[Start of The data]

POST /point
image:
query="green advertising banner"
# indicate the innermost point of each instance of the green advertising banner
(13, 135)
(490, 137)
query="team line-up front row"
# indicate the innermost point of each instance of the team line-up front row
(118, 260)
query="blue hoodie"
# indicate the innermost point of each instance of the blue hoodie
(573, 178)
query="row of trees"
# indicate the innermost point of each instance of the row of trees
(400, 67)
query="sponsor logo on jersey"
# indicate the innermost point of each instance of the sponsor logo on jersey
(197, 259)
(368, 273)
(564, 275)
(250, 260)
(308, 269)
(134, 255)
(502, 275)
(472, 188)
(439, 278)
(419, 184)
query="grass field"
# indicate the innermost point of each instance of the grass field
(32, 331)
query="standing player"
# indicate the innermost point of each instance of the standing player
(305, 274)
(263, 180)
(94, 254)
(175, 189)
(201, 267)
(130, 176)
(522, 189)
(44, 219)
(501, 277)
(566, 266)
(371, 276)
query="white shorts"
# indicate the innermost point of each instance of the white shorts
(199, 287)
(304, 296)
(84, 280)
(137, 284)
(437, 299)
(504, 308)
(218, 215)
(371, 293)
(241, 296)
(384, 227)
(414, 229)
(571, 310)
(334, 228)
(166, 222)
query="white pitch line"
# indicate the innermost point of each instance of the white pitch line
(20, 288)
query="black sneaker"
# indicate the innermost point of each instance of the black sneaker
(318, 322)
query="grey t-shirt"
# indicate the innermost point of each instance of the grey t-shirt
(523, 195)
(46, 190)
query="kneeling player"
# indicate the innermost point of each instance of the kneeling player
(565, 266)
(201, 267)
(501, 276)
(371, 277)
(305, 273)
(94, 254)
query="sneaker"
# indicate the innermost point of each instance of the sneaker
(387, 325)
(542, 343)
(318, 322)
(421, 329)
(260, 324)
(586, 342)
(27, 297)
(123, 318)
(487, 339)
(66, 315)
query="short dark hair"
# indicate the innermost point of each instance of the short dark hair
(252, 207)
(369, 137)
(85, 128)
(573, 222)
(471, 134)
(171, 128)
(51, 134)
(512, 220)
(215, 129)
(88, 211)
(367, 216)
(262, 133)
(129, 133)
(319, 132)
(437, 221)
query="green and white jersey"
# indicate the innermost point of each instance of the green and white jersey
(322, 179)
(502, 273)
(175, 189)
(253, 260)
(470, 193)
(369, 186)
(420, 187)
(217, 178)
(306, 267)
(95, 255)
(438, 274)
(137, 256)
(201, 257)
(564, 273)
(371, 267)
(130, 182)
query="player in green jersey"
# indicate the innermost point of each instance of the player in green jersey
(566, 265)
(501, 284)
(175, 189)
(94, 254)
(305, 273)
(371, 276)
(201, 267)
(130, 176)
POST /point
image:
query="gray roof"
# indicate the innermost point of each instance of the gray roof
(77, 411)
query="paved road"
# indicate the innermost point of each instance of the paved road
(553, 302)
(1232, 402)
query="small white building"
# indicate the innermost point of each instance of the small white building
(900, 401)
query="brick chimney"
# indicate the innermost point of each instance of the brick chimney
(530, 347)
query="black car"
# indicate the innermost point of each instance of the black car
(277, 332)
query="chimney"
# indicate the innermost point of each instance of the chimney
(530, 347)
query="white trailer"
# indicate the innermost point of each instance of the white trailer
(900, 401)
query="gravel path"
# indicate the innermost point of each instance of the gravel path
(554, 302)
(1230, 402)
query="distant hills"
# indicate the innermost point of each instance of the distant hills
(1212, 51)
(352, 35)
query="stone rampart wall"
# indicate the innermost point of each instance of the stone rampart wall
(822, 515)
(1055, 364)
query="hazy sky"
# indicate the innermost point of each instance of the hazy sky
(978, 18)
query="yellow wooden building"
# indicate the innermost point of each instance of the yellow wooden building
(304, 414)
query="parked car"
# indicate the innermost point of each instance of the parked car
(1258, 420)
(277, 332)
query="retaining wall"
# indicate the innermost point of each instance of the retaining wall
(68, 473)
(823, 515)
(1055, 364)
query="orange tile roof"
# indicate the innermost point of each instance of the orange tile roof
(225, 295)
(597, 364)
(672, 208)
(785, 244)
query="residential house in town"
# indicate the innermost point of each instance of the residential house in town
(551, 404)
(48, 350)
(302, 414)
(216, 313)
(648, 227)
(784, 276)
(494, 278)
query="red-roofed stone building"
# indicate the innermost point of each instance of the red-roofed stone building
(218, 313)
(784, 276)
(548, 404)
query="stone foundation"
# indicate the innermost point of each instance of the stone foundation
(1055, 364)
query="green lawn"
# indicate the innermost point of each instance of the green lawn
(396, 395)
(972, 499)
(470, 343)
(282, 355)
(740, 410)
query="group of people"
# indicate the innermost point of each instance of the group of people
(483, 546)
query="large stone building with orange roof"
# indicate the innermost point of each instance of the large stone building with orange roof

[End of The data]

# Directions
Set down all of the data above, word for word.

# Exercise answer
POST /point
image:
query="green advertising banner"
# indicate the innermost point of each instance of the green advertising banner
(13, 135)
(490, 137)
query="team line-up front row"
# indicate the innermost point of each instance of the team line-up front row
(118, 260)
query="blue hoodie"
# indicate the innermost point of each instance of the blue hoodie
(573, 178)
query="row of trees"
# indicate the innermost point of each instance of the row of trees
(400, 67)
query="sponsor logo on jersey"
# indicate the innermost point of each instance of the sponsor logo on jersey
(197, 259)
(368, 273)
(564, 275)
(250, 260)
(308, 269)
(134, 255)
(502, 275)
(472, 188)
(439, 278)
(419, 184)
query="grass field"
# indicate the innermost point of each instance of the grass field
(32, 331)
query="standing player"
# indicate the innermost point of each instance of the standing player
(305, 274)
(263, 180)
(94, 254)
(175, 189)
(201, 267)
(130, 176)
(522, 189)
(44, 219)
(501, 277)
(566, 266)
(371, 276)
query="white shorts"
# indicate the innermost point of each instance of the white shorts
(199, 287)
(304, 296)
(84, 280)
(137, 284)
(437, 299)
(504, 308)
(218, 215)
(371, 293)
(241, 296)
(384, 227)
(414, 229)
(571, 310)
(334, 228)
(166, 222)
query="white pitch line"
# indicate the innermost point of each instance of the white pitch line
(20, 288)
query="black sneaker"
# indicate the innermost point of each instance of the black sneaker
(318, 322)
query="grey t-shirt"
# indicate the innermost point of each instance of the grey t-shirt
(523, 195)
(46, 190)
query="kneeling player"
# indicate the innermost point of each instance of the kneeling player
(565, 266)
(201, 267)
(501, 276)
(371, 277)
(305, 273)
(94, 254)
query="sneaker"
# indicate the innermost point of each instance of the sneaker
(387, 325)
(542, 343)
(318, 322)
(421, 329)
(260, 324)
(586, 342)
(27, 297)
(123, 318)
(487, 339)
(66, 315)
query="short dark hair"
# indicate the innermost point of each instance of the short dark hair
(252, 207)
(369, 137)
(85, 128)
(573, 222)
(471, 134)
(171, 128)
(51, 134)
(512, 220)
(215, 129)
(88, 211)
(367, 216)
(262, 133)
(129, 133)
(319, 132)
(437, 221)
query="green and white jersey"
# indicate the innermost point of each instance of the green and white jersey
(322, 179)
(502, 273)
(175, 189)
(253, 260)
(470, 193)
(369, 186)
(420, 187)
(217, 178)
(306, 267)
(95, 255)
(438, 274)
(137, 256)
(201, 257)
(564, 273)
(371, 267)
(130, 182)
query="player in green jersey"
# indicate the innermost point of each instance of the player in green jersey
(566, 265)
(501, 284)
(175, 189)
(94, 254)
(305, 273)
(371, 276)
(201, 267)
(130, 176)
POST /point
image:
query="gray roof"
# indicate the innermost point of each instance of the gray roof
(77, 411)
query="paved road"
# indicate the innermost point of each instance of the paved road
(553, 302)
(1232, 402)
query="small white building"
# indicate the innermost point of each instance of the small white building
(900, 401)
query="brick chimney"
# indicate the innermost point of each instance of the brick chimney
(530, 347)
query="black car"
# indicate the innermost point of each instance of the black car
(277, 332)
query="chimney"
# indicate the innermost point of each instance of the chimney
(530, 347)
query="white trailer"
# indicate the innermost point of each instance of the white trailer
(900, 401)
query="gravel path"
# indicate the innermost point of each instance of the gravel path
(554, 302)
(1230, 402)
query="distant hills"
# indicate the innermost point of each instance of the distant hills
(1212, 51)
(352, 35)
query="stone rampart wall"
# indicate the innermost point of each instance of the stone rampart wall
(822, 515)
(1055, 364)
query="hazy sky"
# indicate the innermost point of each instance of the hazy sky
(978, 18)
query="yellow wooden building"
# indicate the innermost point of each instance of the yellow wooden building
(304, 414)
query="parked car"
# indicate the innermost point of each instance of the parked car
(1258, 420)
(277, 332)
query="retaining wall"
# indicate the innermost point of each instance of the retaining wall
(68, 473)
(823, 515)
(1055, 364)
query="orange tile roof"
# indicate the innermost point of each instance of the orange tile roof
(225, 295)
(597, 364)
(672, 208)
(785, 244)
query="residential house in town"
# indicate the innermost point of each instance of the residential house in town
(551, 404)
(48, 350)
(302, 414)
(216, 313)
(648, 227)
(784, 276)
(494, 278)
query="red-roofed stone building"
# indicate the innermost point of each instance of the red-roofed stone building
(218, 313)
(784, 276)
(548, 404)
query="stone foundation"
# indicate the innermost point of each instance of the stone foundation
(1055, 364)
query="green lawn"
# indicate the innermost point of each instance of the green lawn
(396, 395)
(972, 499)
(470, 343)
(282, 355)
(740, 410)
query="group of people"
# indicate the innermost point of each instance of the group of people
(483, 546)
query="large stone building with orange roof"
# indicate the innermost point of each instance of the large stone building with orange roof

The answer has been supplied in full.